How to complete this task: Look through the entries below, please, and copy every line with the word "crowd".

------------------------------

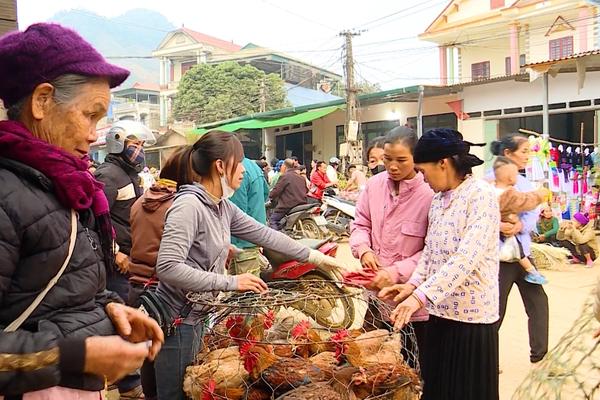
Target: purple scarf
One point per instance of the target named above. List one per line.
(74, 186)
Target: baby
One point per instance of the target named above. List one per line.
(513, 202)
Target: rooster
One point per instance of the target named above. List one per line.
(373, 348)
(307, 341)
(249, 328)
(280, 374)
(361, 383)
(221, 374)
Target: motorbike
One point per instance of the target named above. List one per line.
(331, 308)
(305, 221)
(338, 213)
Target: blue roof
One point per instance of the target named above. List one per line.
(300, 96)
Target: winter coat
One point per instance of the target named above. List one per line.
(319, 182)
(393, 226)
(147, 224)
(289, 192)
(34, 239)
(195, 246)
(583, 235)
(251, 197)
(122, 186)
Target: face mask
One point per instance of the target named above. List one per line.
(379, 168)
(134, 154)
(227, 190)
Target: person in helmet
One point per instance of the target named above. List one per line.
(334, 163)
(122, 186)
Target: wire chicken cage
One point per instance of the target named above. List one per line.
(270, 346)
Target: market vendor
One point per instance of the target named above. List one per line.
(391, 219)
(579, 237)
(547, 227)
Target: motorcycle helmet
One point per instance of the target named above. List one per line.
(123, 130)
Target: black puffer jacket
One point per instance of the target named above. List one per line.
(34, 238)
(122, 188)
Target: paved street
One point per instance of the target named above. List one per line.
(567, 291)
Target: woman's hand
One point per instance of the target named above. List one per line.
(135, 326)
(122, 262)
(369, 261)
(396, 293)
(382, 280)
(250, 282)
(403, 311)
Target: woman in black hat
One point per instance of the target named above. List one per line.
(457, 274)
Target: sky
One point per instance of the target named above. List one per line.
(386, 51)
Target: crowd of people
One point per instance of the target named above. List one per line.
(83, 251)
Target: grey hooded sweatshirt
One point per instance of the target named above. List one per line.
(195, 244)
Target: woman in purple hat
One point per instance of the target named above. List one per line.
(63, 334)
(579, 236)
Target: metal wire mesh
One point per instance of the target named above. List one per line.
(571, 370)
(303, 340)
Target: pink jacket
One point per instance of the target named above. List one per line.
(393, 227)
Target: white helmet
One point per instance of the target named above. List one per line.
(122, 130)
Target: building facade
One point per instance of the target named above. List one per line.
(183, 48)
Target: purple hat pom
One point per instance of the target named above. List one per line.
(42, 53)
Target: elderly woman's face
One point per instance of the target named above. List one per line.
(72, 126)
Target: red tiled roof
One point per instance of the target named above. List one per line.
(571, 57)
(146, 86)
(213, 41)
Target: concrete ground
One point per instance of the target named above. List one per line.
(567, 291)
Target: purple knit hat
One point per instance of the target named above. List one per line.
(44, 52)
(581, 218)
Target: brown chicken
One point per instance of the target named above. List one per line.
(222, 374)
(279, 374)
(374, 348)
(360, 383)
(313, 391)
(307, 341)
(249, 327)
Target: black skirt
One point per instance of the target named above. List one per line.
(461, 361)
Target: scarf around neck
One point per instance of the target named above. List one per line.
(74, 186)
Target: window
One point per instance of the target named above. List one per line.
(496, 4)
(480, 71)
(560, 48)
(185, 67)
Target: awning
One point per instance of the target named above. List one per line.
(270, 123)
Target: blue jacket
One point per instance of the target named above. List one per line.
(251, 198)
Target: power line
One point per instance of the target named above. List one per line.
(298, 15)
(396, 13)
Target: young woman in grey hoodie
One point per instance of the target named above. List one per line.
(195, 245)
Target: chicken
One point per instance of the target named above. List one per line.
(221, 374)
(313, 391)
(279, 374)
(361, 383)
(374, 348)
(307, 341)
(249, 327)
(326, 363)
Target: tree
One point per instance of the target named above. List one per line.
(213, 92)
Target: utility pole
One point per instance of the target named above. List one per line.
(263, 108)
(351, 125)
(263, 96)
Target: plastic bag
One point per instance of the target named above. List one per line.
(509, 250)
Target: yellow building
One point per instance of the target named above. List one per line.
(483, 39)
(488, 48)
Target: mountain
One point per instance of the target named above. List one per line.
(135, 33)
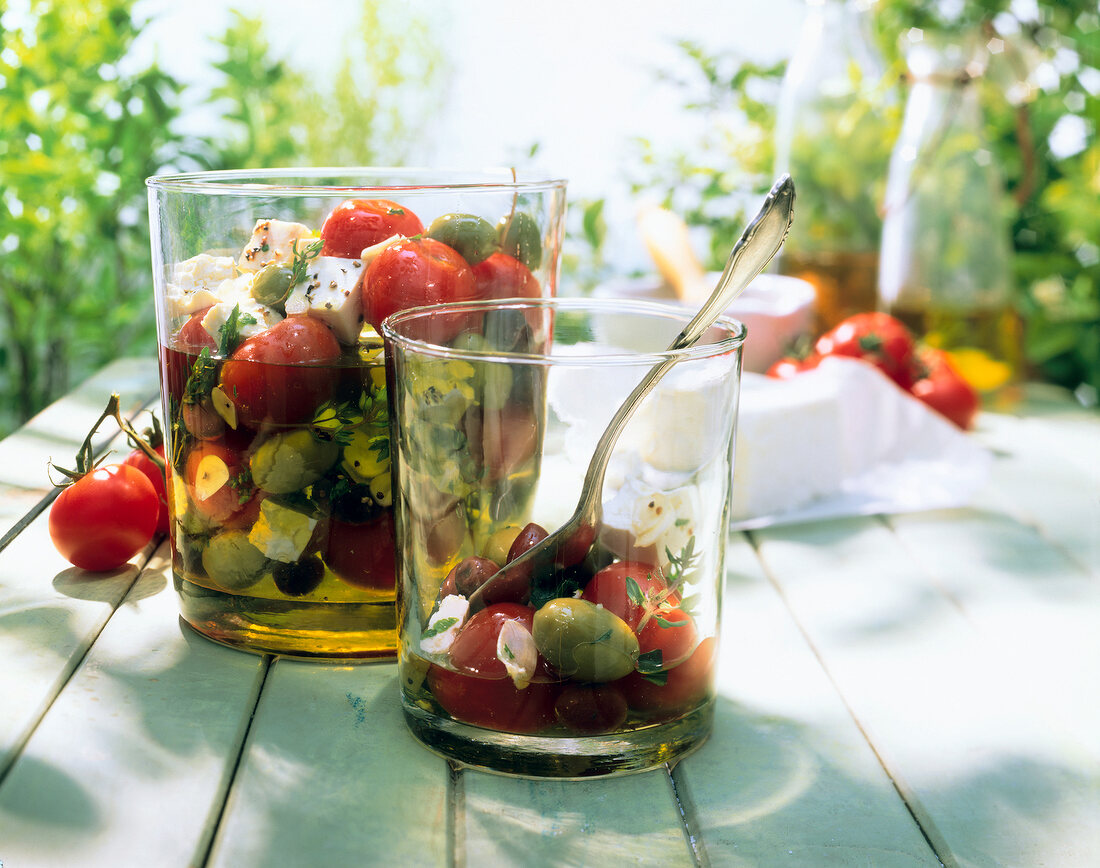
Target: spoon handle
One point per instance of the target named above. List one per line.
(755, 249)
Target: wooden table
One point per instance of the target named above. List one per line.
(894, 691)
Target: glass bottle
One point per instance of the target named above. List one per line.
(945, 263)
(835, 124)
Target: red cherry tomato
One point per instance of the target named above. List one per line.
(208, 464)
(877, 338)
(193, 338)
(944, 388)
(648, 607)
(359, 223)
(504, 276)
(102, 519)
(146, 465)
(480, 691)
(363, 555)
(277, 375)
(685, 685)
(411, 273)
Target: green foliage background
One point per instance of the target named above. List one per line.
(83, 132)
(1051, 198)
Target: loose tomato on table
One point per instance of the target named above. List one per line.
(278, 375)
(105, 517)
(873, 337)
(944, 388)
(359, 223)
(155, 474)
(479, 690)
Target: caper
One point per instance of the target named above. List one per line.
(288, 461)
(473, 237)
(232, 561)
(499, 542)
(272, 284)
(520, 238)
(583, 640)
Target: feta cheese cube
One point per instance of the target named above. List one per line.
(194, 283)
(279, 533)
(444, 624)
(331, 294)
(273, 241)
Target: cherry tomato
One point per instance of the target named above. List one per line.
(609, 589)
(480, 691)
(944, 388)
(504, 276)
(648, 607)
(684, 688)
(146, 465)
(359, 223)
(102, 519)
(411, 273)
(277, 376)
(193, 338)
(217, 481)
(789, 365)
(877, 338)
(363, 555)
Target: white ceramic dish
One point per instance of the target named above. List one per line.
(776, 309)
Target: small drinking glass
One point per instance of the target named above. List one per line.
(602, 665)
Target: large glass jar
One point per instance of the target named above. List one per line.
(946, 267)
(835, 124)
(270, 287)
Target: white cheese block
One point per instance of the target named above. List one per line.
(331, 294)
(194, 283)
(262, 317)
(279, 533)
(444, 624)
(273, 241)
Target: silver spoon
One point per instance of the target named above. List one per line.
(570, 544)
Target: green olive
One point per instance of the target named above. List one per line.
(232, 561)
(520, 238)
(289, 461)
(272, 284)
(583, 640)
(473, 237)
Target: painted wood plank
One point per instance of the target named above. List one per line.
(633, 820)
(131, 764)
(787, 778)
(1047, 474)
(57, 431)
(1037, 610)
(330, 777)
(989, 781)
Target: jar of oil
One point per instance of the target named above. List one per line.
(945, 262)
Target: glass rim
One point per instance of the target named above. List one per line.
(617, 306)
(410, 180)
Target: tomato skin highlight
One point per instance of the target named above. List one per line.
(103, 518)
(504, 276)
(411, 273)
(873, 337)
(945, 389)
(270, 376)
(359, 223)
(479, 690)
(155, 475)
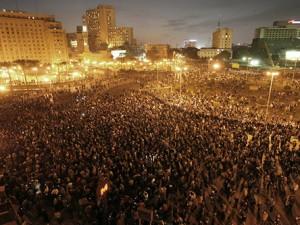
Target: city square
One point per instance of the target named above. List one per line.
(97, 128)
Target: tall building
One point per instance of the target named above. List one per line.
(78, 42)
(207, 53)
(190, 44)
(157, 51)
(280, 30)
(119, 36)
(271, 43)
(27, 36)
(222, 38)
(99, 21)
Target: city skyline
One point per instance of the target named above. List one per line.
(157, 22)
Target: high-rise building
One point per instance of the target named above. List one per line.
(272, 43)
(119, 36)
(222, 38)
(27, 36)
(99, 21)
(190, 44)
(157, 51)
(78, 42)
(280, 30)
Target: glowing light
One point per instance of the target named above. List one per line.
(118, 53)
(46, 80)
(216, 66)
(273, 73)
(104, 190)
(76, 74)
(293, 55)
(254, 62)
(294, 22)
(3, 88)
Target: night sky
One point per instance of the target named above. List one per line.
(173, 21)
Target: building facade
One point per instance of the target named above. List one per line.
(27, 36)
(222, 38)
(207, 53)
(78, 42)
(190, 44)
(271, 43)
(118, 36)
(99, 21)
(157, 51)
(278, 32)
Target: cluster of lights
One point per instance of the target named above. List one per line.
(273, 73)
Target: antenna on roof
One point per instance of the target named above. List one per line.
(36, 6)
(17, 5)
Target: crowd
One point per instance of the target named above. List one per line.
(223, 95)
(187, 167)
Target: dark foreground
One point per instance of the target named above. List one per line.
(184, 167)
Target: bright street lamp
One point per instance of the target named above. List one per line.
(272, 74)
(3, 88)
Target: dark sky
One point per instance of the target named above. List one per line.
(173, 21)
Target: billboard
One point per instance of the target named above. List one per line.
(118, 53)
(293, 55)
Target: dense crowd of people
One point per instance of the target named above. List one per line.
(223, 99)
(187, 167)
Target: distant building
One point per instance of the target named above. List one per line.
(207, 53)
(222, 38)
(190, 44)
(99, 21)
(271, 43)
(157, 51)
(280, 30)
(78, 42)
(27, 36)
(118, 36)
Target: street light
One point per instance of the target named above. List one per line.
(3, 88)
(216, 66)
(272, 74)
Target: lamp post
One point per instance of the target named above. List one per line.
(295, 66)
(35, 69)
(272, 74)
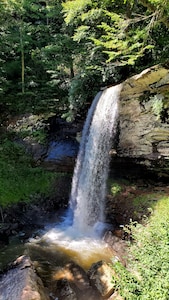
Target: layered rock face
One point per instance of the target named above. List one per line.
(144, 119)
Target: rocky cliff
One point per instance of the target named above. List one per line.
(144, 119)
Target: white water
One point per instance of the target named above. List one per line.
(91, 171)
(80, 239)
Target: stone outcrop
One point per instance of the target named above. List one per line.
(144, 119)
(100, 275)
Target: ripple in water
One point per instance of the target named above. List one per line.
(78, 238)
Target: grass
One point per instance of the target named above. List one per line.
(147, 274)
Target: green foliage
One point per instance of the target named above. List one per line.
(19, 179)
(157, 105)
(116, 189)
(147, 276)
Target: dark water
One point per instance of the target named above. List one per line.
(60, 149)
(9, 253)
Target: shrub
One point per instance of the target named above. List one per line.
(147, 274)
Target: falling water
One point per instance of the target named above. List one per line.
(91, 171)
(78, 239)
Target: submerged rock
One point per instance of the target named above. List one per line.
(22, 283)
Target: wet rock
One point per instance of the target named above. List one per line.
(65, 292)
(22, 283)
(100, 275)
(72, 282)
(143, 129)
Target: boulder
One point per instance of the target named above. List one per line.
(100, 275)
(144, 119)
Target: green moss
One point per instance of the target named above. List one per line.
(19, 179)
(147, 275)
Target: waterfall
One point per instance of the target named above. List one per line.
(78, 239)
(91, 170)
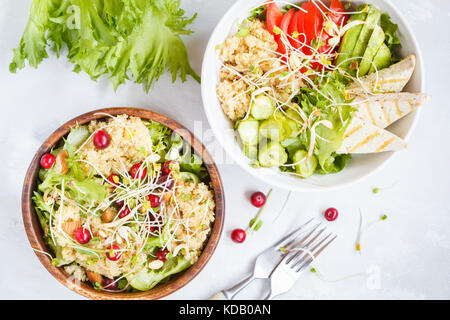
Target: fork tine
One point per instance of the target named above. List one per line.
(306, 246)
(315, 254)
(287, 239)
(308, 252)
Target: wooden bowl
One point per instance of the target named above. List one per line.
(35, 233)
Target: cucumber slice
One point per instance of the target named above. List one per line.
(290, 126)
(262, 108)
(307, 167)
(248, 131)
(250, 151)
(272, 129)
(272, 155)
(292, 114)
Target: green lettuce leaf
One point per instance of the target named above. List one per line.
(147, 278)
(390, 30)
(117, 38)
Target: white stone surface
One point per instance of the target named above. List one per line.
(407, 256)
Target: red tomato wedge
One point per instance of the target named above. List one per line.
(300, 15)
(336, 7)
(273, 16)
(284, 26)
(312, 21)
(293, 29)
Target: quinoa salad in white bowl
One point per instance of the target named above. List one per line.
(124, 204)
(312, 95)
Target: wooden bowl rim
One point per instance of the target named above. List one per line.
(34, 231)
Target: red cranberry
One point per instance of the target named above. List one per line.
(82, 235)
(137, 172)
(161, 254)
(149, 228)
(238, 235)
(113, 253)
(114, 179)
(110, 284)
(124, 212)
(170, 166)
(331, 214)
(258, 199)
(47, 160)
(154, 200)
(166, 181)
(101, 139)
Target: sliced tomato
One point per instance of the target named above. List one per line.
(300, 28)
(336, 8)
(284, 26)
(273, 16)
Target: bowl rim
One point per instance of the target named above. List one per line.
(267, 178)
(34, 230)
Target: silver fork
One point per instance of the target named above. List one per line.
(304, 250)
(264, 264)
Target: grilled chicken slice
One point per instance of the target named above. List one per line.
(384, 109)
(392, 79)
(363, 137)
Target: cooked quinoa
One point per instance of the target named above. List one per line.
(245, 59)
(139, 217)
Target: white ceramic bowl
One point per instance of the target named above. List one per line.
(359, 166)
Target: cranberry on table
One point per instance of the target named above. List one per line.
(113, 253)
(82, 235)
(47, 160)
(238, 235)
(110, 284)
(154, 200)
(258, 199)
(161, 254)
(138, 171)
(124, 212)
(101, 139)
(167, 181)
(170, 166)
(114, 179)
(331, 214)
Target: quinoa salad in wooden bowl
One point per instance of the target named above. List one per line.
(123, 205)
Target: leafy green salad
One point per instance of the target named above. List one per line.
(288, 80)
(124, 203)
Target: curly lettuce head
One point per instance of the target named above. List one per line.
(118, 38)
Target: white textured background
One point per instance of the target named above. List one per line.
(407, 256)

------------------------------

Reply:
Target: crowd of people
Target: crowd
Target: dense crowd of people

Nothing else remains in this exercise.